▸ AIM OF THE TASK
Reproduce verbatim everything in the text on evaluating ML models from "True Positive (TP): correctly" down to "more about precision.".

▸ DOCUMENT SEGMENT
______________________________
Evaluating ML Models: It’s About Choosing Your Mistakes

When we talk about evaluating ML models, we often jump straight to metrics—accuracy, precision, recall, RMSE… But that skips the real question: what kind of mistakes can your system afford to make? Every model will be wrong; the only control you have is how it is wrong.

Classification: Start with the Mistakes

In classification, every prediction falls into one of four buckets:

True Positive (TP): correctly predicted positive
True Negative (TN): correctly predicted negative
False Positive (FP): predicted positive, actually negative
False Negative (FN): predicted negative, actually positive

This is your confusion matrix. Everything else comes from here. Now, the key intuition: FP and FN are not equal.

Think about real scenarios:

Spam filter:
- FP $\rightarrow$ real email goes to spam $\rightarrow$ bad user experience
- FN $\rightarrow$ spam reaches inbox $\rightarrow$ annoying but tolerable
- Result: You care more about precision.
______________________________
▸ DATA EXTRACTS
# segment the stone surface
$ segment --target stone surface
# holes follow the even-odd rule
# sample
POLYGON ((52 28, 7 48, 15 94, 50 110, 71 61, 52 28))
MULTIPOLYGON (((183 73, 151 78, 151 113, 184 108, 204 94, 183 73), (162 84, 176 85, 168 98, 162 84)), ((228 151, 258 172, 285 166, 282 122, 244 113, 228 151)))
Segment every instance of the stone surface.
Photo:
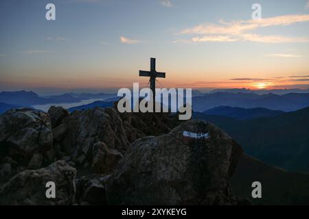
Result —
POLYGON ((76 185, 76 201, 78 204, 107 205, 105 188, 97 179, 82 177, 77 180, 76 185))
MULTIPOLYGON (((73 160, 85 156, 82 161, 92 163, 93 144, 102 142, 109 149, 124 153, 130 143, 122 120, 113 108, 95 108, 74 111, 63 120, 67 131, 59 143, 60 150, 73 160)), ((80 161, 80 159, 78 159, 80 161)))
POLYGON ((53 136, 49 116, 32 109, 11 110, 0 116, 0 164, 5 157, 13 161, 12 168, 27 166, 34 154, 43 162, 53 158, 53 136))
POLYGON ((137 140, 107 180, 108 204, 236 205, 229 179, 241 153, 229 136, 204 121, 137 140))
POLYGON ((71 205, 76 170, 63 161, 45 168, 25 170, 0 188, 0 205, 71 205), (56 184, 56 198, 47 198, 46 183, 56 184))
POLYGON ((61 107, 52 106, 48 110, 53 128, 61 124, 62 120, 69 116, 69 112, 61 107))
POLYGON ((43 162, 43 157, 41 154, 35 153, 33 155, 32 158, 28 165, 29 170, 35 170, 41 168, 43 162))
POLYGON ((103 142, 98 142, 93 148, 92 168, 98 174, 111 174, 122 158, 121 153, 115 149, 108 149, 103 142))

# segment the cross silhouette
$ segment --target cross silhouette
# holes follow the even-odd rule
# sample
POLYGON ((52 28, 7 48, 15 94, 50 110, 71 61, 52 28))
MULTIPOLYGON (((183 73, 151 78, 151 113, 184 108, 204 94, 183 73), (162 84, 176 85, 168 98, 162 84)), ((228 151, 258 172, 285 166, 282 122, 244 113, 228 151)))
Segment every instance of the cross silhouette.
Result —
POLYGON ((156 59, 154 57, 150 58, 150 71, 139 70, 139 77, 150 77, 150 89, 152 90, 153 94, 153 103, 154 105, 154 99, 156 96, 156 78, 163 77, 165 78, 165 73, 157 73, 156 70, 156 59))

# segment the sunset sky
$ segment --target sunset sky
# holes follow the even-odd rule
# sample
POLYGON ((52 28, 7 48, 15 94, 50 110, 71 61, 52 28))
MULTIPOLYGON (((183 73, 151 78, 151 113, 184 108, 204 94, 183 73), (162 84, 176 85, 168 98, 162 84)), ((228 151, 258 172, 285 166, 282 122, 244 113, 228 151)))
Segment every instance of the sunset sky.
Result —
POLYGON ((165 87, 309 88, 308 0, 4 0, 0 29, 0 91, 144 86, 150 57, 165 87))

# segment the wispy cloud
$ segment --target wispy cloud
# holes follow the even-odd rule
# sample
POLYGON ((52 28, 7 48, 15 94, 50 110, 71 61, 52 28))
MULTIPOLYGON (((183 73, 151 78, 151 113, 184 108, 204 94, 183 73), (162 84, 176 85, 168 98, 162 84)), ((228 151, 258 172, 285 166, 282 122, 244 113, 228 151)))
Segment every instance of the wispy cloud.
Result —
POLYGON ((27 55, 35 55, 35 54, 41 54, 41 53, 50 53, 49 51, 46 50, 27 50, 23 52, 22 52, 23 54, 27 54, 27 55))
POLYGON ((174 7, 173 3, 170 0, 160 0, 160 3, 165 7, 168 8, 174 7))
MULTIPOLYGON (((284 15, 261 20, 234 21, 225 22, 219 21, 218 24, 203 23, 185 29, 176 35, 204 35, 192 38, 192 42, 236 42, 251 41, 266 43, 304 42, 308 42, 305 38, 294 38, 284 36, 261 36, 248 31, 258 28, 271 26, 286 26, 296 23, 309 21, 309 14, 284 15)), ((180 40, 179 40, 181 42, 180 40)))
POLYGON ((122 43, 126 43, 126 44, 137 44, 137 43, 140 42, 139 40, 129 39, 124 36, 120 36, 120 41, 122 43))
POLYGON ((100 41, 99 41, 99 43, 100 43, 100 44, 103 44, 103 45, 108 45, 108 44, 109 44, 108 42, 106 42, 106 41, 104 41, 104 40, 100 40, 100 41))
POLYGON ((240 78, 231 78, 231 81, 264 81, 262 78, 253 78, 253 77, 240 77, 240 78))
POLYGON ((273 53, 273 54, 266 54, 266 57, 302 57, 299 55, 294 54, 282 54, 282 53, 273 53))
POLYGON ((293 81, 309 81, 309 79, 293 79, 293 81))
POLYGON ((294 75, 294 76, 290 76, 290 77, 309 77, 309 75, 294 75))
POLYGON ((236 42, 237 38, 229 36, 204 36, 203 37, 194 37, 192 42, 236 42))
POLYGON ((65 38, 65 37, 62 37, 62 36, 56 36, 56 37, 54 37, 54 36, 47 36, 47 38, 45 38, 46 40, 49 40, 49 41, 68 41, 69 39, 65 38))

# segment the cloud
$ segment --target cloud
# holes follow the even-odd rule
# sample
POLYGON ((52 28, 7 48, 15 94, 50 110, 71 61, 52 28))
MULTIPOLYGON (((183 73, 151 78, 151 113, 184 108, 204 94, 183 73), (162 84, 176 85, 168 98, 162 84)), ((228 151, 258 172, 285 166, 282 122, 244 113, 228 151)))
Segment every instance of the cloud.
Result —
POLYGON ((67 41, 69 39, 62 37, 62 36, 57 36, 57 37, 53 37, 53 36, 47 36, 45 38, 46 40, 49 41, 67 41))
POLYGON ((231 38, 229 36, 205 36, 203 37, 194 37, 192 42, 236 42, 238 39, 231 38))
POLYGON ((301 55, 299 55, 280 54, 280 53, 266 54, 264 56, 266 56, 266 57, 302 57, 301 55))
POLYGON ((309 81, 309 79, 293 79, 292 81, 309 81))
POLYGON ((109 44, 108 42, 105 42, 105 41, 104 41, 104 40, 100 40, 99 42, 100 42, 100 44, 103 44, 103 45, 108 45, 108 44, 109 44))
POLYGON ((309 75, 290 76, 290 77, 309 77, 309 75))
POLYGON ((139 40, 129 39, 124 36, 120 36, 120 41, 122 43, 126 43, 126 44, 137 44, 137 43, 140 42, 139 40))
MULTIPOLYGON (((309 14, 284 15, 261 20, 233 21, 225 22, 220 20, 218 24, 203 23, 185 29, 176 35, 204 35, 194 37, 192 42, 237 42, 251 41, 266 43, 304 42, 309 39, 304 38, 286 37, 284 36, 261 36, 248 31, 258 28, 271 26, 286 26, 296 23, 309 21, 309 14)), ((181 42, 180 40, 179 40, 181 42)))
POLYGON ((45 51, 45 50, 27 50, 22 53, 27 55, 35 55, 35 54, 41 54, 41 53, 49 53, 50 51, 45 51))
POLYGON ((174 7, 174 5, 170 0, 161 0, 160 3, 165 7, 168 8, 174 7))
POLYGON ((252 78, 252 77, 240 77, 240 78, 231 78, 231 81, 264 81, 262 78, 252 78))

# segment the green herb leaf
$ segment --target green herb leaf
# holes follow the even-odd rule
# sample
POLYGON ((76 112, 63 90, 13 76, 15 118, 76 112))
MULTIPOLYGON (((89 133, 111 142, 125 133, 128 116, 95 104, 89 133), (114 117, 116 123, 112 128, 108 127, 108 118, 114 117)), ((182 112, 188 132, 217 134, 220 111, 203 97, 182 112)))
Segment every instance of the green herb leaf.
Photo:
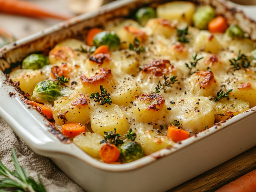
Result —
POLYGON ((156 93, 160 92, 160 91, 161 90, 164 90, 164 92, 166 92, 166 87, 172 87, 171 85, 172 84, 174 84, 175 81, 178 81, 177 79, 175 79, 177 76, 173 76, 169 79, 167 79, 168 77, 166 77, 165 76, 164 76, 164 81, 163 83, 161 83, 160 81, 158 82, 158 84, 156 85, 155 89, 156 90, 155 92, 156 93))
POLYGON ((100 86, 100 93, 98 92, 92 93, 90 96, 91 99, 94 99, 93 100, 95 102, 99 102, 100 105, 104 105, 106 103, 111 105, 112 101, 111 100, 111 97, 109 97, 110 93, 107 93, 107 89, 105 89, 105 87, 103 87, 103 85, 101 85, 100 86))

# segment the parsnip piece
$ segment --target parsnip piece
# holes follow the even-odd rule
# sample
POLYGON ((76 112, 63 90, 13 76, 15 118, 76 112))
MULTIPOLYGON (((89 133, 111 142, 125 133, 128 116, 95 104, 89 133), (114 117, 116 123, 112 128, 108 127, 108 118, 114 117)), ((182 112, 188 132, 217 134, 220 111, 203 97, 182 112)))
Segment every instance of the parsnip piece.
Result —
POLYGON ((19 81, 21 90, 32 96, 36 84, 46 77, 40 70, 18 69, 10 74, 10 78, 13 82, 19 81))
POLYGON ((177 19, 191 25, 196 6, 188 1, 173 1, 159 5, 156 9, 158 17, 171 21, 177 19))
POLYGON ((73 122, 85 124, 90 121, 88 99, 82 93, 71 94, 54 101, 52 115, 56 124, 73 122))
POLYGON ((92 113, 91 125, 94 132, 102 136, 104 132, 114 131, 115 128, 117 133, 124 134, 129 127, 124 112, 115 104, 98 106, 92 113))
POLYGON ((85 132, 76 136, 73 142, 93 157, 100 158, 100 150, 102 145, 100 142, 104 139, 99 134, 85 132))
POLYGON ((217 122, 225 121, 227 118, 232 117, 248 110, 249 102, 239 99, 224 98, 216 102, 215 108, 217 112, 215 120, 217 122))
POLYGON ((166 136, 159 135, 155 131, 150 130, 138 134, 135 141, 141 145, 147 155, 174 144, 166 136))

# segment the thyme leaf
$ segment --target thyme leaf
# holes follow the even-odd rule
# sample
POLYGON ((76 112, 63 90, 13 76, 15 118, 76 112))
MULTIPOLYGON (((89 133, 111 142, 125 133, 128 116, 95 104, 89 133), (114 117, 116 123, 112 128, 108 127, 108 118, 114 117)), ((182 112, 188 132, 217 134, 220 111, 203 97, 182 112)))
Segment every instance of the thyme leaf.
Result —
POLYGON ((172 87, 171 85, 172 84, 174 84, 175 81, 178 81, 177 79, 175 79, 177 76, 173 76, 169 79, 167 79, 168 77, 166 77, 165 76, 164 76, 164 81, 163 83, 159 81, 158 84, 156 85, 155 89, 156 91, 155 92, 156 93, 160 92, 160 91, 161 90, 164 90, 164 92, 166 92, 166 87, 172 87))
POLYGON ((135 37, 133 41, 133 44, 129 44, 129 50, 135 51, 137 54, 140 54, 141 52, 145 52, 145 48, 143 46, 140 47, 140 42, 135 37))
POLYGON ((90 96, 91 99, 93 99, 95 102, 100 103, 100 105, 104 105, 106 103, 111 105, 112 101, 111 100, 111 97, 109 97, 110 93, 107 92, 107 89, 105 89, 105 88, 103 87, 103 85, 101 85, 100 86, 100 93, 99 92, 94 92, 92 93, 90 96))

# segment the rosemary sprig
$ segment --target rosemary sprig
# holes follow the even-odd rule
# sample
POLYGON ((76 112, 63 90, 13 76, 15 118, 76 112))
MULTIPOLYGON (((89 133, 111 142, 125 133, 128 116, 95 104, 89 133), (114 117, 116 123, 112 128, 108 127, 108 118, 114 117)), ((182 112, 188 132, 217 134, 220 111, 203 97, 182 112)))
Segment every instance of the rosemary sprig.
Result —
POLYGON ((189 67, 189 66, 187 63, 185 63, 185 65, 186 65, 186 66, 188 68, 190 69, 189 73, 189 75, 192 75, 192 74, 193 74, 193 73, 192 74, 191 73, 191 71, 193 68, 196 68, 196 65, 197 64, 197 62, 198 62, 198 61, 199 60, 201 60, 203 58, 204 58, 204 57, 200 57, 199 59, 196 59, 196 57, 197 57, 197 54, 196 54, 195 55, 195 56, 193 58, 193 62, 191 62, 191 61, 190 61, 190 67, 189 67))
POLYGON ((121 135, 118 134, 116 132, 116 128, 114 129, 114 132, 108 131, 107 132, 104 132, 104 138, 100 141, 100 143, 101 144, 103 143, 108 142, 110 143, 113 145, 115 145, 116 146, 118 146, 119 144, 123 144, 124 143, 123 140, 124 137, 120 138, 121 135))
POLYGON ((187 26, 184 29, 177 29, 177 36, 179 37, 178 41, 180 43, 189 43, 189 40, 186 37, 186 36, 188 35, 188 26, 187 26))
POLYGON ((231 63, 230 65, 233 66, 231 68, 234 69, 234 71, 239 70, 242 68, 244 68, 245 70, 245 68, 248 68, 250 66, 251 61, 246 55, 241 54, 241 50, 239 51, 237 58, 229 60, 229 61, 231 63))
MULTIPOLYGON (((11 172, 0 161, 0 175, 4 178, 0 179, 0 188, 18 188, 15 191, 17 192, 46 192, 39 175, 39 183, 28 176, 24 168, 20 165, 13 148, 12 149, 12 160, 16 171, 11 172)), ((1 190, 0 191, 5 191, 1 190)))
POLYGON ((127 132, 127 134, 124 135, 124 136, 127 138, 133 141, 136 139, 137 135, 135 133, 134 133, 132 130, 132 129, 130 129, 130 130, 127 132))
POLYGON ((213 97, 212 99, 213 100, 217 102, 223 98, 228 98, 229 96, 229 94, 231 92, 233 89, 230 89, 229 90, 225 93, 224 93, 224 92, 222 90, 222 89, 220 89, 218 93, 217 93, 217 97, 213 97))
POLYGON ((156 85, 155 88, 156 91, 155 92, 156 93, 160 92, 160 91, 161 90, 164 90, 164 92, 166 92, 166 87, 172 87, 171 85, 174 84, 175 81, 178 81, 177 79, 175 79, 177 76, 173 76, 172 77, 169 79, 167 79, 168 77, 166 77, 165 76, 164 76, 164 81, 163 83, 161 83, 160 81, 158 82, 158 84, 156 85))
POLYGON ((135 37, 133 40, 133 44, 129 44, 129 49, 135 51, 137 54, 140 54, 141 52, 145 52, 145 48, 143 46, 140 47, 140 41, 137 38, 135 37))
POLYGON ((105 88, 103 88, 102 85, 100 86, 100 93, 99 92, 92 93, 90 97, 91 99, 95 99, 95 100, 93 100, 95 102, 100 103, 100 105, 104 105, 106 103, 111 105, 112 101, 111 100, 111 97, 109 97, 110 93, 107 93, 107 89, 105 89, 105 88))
______________________________
▸ WRITTEN RESPONSE
True Positive (TP): correctly predicted positive
True Negative (TN): correctly predicted negative
False Positive (FP): predicted positive, actually negative
False Negative (FN): predicted negative, actually positive

This is your confusion matrix. Everything else comes from here. Now, the key intuition: FP and FN are not equal.

Think about real scenarios:

Spam filter:
- FP $\rightarrow$ real email goes to spam $\rightarrow$ bad user experience
- FN $\rightarrow$ spam reaches inbox $\rightarrow$ annoying but tolerable
- Result: You care more about precision.